▸ **Available data**
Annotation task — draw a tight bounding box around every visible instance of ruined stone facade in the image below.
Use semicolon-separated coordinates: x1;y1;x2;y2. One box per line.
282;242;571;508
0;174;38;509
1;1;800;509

==

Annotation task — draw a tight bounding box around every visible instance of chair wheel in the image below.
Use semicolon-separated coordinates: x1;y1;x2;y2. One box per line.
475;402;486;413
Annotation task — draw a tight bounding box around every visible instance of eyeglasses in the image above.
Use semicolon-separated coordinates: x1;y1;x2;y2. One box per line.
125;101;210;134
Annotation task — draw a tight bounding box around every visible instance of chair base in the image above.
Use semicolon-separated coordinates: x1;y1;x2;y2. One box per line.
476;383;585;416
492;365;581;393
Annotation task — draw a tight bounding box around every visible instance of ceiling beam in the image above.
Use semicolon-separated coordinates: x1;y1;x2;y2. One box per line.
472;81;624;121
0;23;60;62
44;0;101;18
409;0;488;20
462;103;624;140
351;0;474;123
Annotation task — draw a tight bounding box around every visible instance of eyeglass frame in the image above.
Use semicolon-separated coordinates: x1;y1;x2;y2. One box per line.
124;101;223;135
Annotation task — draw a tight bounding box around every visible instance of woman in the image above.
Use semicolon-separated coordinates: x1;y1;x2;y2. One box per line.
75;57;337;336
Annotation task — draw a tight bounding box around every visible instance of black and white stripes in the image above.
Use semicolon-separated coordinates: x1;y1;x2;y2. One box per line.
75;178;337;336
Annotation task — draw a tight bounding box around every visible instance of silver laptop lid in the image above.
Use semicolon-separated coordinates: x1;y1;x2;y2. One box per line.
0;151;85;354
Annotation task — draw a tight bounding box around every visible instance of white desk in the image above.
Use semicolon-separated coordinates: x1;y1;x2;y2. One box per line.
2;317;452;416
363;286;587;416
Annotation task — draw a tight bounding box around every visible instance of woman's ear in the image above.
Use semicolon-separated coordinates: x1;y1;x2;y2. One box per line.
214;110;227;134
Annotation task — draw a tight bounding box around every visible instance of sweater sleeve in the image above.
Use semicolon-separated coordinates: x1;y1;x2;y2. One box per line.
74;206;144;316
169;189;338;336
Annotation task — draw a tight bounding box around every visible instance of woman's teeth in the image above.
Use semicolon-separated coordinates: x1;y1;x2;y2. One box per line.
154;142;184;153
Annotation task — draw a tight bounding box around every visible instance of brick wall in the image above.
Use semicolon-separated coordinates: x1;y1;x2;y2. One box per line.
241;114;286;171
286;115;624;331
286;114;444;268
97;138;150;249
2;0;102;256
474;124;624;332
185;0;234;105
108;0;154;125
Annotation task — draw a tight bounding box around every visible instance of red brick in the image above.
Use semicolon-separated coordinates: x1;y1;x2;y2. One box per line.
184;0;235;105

▸ **Aim of the exercise**
The reply should consist solely of the lines above from the one that has "woman in the image above." through the one that has "lid in the image above.", reproduced exactly.

▸ **Answer**
Annotation task — draw a tight bounding box around every visible instance of woman in the image above.
Use semicolon-separated coordinates: x1;y1;x2;y2. One box per line.
75;57;337;336
Annotation task — draw a tight bounding box around every visible instance of black and white stripes in the image above.
Use semicolon-separated coordinates: x1;y1;x2;y2. One box per line.
75;178;337;336
Annotation task — draw a tight bounding box around every visible instance of silver laptop lid in the image above.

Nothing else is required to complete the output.